> **LISTA DE EXERCÍCIOS**
**A)** Segundo a notícia sobre o Museu Imagens do Inconsciente, quantas peças tem o acervo da instituição?
**B)** Continue a notícia sobre o Museu Imagens do Inconsciente a partir da última frase apresentada.

> **TRECHO**
:::
Reuters
07/06/2002 - 15h46

Museu do Rio mostra 50 anos da arte feita por esquizofrênicos

da Reuters, em SãoPaulo

Desde que pincéis e tintas entraram pela primeira vez no então chamado Centro Psiquiátrico Pedro 2º, no Rio de Janeiro, a produção artística dos internos não parou mais de crescer, gerando um novo meio de estudo médico e terapia para pessoas esquizofrênicas.

A qualidade artística de muitos dos trabalhos criados, assim como o grande interesse científico, fez com que a psiquiatra Nise da Silveira fundasse o Museu Imagens do Inconsciente, que completou cinquenta anos no mês passado. Durante esse tempo, a instituição, que possui um acervo de 350 mil peças, já realizou mais de 100 mostras no Brasil e no exterior.

Na próxima terça-feira, dia 11, em comemoração do cinquentenário da instituição, será inaugurada a "Mostra Retrospectiva" na sede localizada no Instituto Municipal Nise da Silveira, o antigo Centro Psiquiátrico, no Engenho de Dentro, zona norte do Rio de Janeiro.
:::
> **DADOS FORNECIDOS**
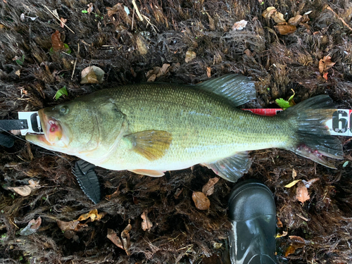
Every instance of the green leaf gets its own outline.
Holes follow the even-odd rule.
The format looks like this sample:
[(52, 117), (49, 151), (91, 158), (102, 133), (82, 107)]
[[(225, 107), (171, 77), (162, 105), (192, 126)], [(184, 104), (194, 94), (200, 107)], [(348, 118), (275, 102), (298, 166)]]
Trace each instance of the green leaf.
[(276, 99), (275, 100), (276, 103), (279, 105), (280, 108), (282, 109), (285, 110), (286, 108), (288, 108), (291, 106), (289, 105), (289, 103), (288, 101), (284, 100), (282, 98), (280, 98), (279, 99)]
[(280, 98), (279, 99), (275, 100), (276, 103), (277, 103), (279, 105), (279, 106), (281, 107), (284, 110), (288, 108), (290, 106), (294, 106), (294, 96), (296, 94), (294, 93), (294, 91), (293, 89), (291, 89), (291, 90), (294, 92), (294, 94), (292, 94), (289, 98), (288, 101), (284, 100), (282, 98)]
[(63, 95), (65, 95), (65, 96), (68, 95), (67, 93), (67, 89), (66, 89), (65, 86), (64, 86), (61, 89), (59, 89), (58, 92), (56, 92), (56, 94), (55, 94), (55, 100), (58, 99)]

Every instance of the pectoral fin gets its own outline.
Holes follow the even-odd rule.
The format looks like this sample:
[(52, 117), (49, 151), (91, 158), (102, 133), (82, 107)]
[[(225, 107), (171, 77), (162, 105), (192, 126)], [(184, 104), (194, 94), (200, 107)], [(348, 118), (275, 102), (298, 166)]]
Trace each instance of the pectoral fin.
[(153, 161), (162, 158), (169, 149), (171, 133), (161, 130), (146, 130), (125, 136), (132, 144), (132, 150)]
[(223, 160), (203, 165), (213, 170), (222, 178), (234, 182), (244, 173), (248, 172), (252, 160), (249, 157), (248, 152), (243, 151)]
[(164, 172), (161, 170), (132, 170), (130, 171), (136, 174), (142, 174), (142, 175), (151, 176), (151, 177), (161, 177), (164, 175)]

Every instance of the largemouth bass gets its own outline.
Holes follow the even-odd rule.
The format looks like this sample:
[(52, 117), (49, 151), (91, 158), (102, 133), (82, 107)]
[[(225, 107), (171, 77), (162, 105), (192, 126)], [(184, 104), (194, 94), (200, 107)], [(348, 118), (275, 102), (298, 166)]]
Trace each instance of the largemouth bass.
[(325, 125), (334, 111), (329, 96), (274, 117), (236, 108), (255, 96), (240, 75), (103, 89), (39, 110), (44, 134), (26, 139), (110, 170), (158, 177), (201, 163), (232, 182), (249, 169), (248, 151), (288, 149), (330, 168), (322, 156), (342, 158), (341, 142)]

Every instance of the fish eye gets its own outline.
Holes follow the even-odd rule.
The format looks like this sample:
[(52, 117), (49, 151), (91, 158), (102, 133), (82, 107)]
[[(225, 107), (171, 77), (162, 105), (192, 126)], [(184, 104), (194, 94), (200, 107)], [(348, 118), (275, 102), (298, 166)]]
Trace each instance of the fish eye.
[(68, 113), (68, 107), (66, 106), (63, 106), (60, 108), (59, 111), (61, 115), (65, 115)]

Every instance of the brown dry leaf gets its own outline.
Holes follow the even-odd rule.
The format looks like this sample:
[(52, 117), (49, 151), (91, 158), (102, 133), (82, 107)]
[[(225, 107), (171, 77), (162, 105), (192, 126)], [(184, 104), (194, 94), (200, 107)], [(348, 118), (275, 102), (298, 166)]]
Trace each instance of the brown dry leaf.
[(292, 177), (294, 178), (296, 178), (296, 177), (297, 177), (297, 172), (296, 172), (296, 170), (295, 169), (292, 169)]
[(287, 34), (293, 33), (297, 29), (293, 25), (275, 25), (274, 27), (275, 27), (279, 31), (279, 33), (281, 34)]
[(331, 61), (331, 57), (326, 56), (319, 61), (319, 71), (322, 74), (334, 65), (335, 63)]
[(284, 15), (282, 15), (279, 12), (275, 12), (271, 18), (275, 21), (277, 23), (285, 23), (286, 20), (284, 18)]
[(242, 20), (241, 21), (236, 22), (232, 26), (232, 30), (242, 30), (247, 25), (248, 21)]
[(276, 225), (277, 225), (277, 227), (282, 228), (284, 227), (284, 225), (282, 225), (282, 222), (281, 222), (280, 218), (276, 218), (277, 219), (277, 222), (276, 222)]
[(279, 237), (286, 237), (287, 234), (289, 234), (287, 231), (283, 231), (282, 234), (277, 234), (275, 238), (277, 239)]
[(51, 45), (54, 51), (65, 49), (63, 42), (61, 40), (61, 33), (60, 33), (58, 30), (56, 30), (55, 33), (51, 35)]
[(142, 222), (142, 229), (143, 231), (150, 231), (151, 227), (153, 227), (153, 223), (148, 218), (148, 212), (144, 211), (141, 215), (142, 219), (143, 219), (143, 222)]
[(304, 185), (304, 184), (302, 182), (299, 182), (297, 184), (297, 189), (296, 190), (296, 198), (301, 203), (304, 203), (306, 201), (309, 200), (309, 199), (310, 198), (309, 194), (308, 193), (307, 187)]
[(132, 225), (130, 224), (131, 220), (128, 220), (127, 226), (121, 232), (121, 239), (122, 239), (123, 249), (126, 251), (127, 256), (131, 255), (130, 252), (130, 247), (131, 246), (131, 241), (130, 240), (130, 231), (132, 230)]
[(262, 15), (264, 18), (269, 19), (275, 12), (276, 12), (276, 8), (274, 6), (269, 6), (264, 11), (264, 12), (263, 12)]
[(214, 192), (214, 185), (219, 181), (219, 179), (217, 177), (209, 179), (208, 182), (203, 187), (201, 191), (207, 196), (213, 194)]
[(60, 21), (61, 21), (61, 23), (60, 23), (60, 27), (61, 27), (62, 28), (65, 27), (65, 25), (64, 24), (66, 23), (67, 19), (63, 18), (60, 18)]
[(292, 241), (292, 244), (286, 250), (286, 257), (289, 254), (293, 254), (296, 251), (296, 249), (301, 249), (306, 244), (304, 239), (301, 237), (289, 236), (289, 237)]
[(96, 66), (89, 66), (81, 73), (81, 84), (102, 83), (105, 72)]
[(293, 25), (294, 26), (297, 26), (299, 25), (299, 23), (301, 23), (301, 21), (302, 21), (303, 17), (301, 15), (297, 15), (293, 18), (291, 18), (290, 19), (289, 19), (289, 21), (287, 21), (287, 23), (289, 24), (289, 25)]
[(306, 187), (307, 188), (309, 188), (310, 187), (310, 186), (312, 186), (312, 184), (315, 182), (316, 181), (320, 180), (320, 178), (314, 178), (314, 179), (311, 179), (310, 180), (308, 180), (308, 182), (307, 181), (305, 181), (304, 180), (302, 180), (302, 182), (304, 184), (304, 185), (306, 185)]
[(156, 77), (161, 77), (162, 75), (165, 75), (168, 73), (170, 70), (170, 64), (164, 63), (163, 66), (160, 68), (159, 72), (156, 74)]
[(111, 17), (113, 15), (115, 15), (119, 10), (122, 10), (122, 4), (121, 3), (116, 4), (113, 7), (107, 7), (106, 10), (108, 11), (108, 15)]
[(147, 82), (154, 82), (156, 79), (156, 75), (153, 74), (153, 75), (151, 75), (151, 77), (149, 77), (146, 81)]
[(105, 213), (102, 213), (101, 214), (98, 213), (98, 210), (97, 209), (94, 209), (89, 211), (89, 213), (84, 213), (81, 216), (78, 218), (77, 221), (83, 221), (85, 220), (88, 218), (91, 219), (92, 222), (94, 222), (95, 220), (100, 220), (101, 218), (103, 218), (105, 216)]
[(196, 207), (199, 210), (208, 210), (210, 207), (210, 201), (201, 191), (194, 191), (192, 199)]
[(65, 222), (59, 220), (56, 220), (56, 223), (58, 224), (58, 227), (63, 232), (67, 230), (71, 231), (80, 231), (83, 227), (87, 227), (87, 225), (83, 225), (80, 223), (79, 221), (70, 221)]
[(29, 185), (20, 186), (19, 187), (8, 187), (8, 189), (20, 194), (21, 196), (27, 196), (32, 192), (32, 188)]
[(186, 58), (184, 58), (184, 61), (188, 63), (189, 62), (196, 58), (196, 54), (194, 51), (188, 50), (187, 52), (186, 52)]
[(88, 13), (90, 14), (94, 10), (94, 8), (93, 7), (93, 3), (88, 4), (87, 6), (88, 6), (88, 9), (87, 9), (87, 11), (88, 11)]
[(32, 219), (30, 222), (28, 222), (28, 225), (27, 225), (27, 227), (20, 231), (20, 234), (21, 236), (29, 236), (30, 234), (35, 233), (39, 228), (40, 225), (42, 225), (42, 218), (40, 216), (38, 217), (37, 220)]
[(118, 197), (120, 195), (120, 190), (118, 188), (118, 189), (116, 191), (115, 191), (112, 194), (108, 194), (105, 197), (108, 200), (111, 200), (113, 198)]
[(303, 238), (301, 238), (301, 237), (289, 236), (289, 237), (291, 240), (292, 240), (293, 242), (306, 244), (304, 239)]
[(122, 242), (121, 242), (121, 239), (120, 239), (115, 231), (108, 228), (108, 235), (106, 237), (117, 246), (123, 249)]
[(211, 77), (211, 68), (210, 67), (206, 68), (206, 75), (208, 76), (208, 78)]
[(296, 180), (289, 183), (288, 184), (285, 185), (285, 187), (286, 188), (291, 188), (291, 187), (295, 186), (297, 182), (301, 182), (301, 180)]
:::
> **RESPOSTAS ESCRITAS**
**A)** 350 mil peças.

**B)**
Serão exibidas 140 obras de 35 artistas, entre elas as esculturas e pinturas de Adelina Gomes, que foi internada em 1937, aos 21 anos de idade, ao estrangular um gato após uma decepção amorosa.

Adelina foi uma das primeiras a frequentar o ateliê de pintura, dedicando-se às figuras de barro que impressionaram pela semelhança com as imagens datadas do período neolítico.

Outro destaque da mostra é Fernando Diniz, que foi preso e enviado a um manicômio ao ser pego nadando nu em Copacabana em 1944. Morto em 1998, Diniz deixou mais de 30 mil obras e viu o reconhecimento de seu trabalho em museus do Brasil e do exterior. Fez uso dos mais diferentes materiais, como em "Tapetes Digitais", onde usou lençóis do hospital, e os desenhos em série de caleidoscópios coloridos.

Emygdio de Barros e Raphael Domingues também estão na lista de pacientes mais antigos reconhecidos por seus trabalhos que têm obras expostas na mostra.

O público também poderá apreciar trabalhos de frequentadores atuais do ateliê, uma prova da vitalidade do museu. Diariamente, o instituto recebe cerca de 30 pessoas, entre internos e não internos, para a realização de atividades artísticas.

As comemorações continuam em julho, no Centro Cultural da Saúde, com a exposição "5 Artistas de Engenho de Dentro", que mostrará os trabalhos de Carlos Pertuis, Abelardo Corrêa, Arthur Amora, Geraldo Aragão e Emygdio.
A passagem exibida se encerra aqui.